Stored data entries:
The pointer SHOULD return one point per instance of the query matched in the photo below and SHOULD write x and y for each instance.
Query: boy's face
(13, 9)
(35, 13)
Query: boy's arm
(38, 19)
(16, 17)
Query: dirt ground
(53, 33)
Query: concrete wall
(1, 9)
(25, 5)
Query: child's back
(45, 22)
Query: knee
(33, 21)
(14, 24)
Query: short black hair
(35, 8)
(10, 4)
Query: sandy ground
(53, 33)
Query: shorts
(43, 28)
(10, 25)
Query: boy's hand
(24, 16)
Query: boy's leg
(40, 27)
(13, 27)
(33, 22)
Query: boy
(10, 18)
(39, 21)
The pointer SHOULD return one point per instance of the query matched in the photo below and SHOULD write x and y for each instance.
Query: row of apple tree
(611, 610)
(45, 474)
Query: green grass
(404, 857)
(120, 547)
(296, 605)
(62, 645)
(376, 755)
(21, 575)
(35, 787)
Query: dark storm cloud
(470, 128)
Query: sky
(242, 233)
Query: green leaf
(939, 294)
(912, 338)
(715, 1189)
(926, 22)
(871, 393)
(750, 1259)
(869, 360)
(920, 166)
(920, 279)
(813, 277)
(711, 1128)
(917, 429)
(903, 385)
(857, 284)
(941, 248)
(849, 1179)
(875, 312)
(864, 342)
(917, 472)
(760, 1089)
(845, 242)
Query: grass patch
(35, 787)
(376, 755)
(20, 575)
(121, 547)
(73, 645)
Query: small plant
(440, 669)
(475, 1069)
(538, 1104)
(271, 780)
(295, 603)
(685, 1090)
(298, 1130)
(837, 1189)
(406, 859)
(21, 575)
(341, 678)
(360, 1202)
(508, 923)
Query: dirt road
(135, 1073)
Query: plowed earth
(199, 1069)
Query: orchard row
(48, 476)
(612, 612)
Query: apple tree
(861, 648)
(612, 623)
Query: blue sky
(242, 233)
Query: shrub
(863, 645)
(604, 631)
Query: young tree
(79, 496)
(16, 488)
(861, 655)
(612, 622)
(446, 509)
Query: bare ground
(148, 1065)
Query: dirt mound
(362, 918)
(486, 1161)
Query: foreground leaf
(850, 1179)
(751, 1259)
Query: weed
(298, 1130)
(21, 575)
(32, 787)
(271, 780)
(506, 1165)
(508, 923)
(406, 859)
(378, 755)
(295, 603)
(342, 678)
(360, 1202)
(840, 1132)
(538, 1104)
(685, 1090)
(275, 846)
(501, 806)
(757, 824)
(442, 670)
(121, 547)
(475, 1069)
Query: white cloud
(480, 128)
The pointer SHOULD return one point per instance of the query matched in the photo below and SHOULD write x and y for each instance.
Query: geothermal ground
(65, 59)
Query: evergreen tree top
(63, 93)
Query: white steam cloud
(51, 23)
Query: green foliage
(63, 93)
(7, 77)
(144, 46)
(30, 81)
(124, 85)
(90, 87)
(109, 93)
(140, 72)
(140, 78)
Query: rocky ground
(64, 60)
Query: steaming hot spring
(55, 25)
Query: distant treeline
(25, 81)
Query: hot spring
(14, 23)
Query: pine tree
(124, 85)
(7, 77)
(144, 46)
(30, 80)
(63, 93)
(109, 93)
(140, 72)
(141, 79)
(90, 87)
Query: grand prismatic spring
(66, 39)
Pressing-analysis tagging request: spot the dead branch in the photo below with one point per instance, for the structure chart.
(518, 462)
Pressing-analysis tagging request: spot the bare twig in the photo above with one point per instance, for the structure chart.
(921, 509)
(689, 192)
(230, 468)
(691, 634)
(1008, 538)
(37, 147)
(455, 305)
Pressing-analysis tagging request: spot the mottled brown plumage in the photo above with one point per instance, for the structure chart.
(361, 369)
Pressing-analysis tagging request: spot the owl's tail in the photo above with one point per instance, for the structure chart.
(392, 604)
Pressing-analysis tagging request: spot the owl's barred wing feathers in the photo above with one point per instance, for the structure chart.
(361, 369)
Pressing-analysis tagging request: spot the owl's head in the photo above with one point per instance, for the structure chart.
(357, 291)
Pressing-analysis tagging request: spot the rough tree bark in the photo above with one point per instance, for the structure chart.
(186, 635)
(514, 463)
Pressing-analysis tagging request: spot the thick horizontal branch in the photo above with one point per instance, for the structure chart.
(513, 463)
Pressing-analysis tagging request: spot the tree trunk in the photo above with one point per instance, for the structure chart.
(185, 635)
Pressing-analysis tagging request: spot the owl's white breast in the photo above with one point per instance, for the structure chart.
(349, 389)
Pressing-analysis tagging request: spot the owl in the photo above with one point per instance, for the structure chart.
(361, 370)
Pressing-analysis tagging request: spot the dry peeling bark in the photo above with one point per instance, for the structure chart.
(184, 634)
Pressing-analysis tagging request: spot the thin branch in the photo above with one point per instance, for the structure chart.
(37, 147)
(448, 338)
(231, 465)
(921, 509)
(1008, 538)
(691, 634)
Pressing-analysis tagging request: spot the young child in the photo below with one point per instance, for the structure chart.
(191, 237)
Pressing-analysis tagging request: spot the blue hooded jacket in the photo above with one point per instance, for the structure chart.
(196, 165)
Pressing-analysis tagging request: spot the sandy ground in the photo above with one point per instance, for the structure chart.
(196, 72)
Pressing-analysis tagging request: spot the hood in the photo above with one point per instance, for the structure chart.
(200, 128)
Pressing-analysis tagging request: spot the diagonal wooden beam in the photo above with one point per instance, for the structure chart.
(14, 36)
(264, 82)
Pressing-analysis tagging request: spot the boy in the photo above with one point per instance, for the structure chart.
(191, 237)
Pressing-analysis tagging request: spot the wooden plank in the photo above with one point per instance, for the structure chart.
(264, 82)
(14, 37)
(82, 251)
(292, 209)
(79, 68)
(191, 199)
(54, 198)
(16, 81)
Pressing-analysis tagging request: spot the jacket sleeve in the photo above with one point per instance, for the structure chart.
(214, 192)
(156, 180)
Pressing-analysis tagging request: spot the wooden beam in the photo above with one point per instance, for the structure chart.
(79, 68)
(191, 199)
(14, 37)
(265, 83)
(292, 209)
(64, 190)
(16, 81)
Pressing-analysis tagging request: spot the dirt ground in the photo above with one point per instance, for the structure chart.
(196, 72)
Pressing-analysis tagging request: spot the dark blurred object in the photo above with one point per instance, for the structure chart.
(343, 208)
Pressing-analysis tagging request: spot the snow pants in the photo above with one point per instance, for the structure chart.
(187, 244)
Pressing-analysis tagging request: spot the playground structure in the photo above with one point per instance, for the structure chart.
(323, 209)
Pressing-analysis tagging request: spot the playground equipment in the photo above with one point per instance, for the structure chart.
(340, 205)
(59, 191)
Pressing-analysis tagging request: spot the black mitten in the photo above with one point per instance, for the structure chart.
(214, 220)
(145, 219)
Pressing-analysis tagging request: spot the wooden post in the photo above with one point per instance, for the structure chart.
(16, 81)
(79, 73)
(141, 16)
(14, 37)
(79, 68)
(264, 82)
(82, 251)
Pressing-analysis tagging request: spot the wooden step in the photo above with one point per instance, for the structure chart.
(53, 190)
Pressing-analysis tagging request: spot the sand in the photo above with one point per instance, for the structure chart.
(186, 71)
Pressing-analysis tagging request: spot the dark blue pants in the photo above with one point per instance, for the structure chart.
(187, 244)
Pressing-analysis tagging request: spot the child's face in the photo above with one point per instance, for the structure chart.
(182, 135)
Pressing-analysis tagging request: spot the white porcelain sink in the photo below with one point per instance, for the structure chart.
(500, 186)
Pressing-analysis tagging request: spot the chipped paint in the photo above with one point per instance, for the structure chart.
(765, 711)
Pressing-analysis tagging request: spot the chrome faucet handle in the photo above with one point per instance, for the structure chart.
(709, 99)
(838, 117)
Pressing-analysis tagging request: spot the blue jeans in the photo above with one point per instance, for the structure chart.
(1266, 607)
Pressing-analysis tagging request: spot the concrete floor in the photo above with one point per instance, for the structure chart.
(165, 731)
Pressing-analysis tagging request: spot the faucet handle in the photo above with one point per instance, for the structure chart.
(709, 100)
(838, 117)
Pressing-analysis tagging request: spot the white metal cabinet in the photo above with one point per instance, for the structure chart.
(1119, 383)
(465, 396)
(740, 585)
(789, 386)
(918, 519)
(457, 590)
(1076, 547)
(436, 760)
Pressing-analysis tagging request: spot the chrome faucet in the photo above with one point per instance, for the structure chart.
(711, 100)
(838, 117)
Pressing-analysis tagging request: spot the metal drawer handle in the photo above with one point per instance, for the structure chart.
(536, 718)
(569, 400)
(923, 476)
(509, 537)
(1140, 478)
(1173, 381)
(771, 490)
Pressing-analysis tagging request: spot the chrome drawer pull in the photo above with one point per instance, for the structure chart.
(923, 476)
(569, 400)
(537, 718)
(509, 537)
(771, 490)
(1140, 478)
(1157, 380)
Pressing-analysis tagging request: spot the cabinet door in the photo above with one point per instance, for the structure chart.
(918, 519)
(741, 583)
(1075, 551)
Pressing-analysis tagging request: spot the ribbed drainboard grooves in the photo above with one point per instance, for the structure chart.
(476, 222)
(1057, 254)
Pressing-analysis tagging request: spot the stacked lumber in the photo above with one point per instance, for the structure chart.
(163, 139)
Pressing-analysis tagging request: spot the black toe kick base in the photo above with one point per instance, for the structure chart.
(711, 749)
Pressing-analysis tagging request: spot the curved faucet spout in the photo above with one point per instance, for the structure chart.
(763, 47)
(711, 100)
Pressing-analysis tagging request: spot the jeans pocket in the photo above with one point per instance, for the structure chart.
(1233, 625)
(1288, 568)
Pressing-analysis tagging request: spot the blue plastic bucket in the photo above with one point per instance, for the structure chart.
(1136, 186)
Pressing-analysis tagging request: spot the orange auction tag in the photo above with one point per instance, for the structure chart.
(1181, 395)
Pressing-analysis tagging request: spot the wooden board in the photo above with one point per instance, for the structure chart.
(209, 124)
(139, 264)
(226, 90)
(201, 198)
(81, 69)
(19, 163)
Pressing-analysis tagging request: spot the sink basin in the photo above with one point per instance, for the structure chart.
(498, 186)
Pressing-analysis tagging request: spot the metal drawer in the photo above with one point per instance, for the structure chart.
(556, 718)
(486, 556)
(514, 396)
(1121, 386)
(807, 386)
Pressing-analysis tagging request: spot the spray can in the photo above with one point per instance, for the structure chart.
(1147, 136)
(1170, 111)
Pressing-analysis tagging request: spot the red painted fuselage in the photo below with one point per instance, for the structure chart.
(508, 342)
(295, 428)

=== TRY IT ===
All that the answer may hold is the lines from the one with "Pressing-analysis tagging request: spot the metal drawer in" through the end of the data, set down exactly as they appear.

=== OUTPUT BELOW ===
Pressing-analysis tagging request: spot the metal drawer in the photo above with one point per instance, for the structure chart.
(556, 718)
(486, 556)
(514, 396)
(1121, 386)
(807, 386)
Pressing-analysis tagging request: spot the spray can in the photo above with one point per instance, for the structure chart.
(1147, 136)
(1170, 111)
Pressing-analysis tagging request: spot the red painted fuselage in the photo below with one point per instance, for the structure chart.
(508, 342)
(295, 428)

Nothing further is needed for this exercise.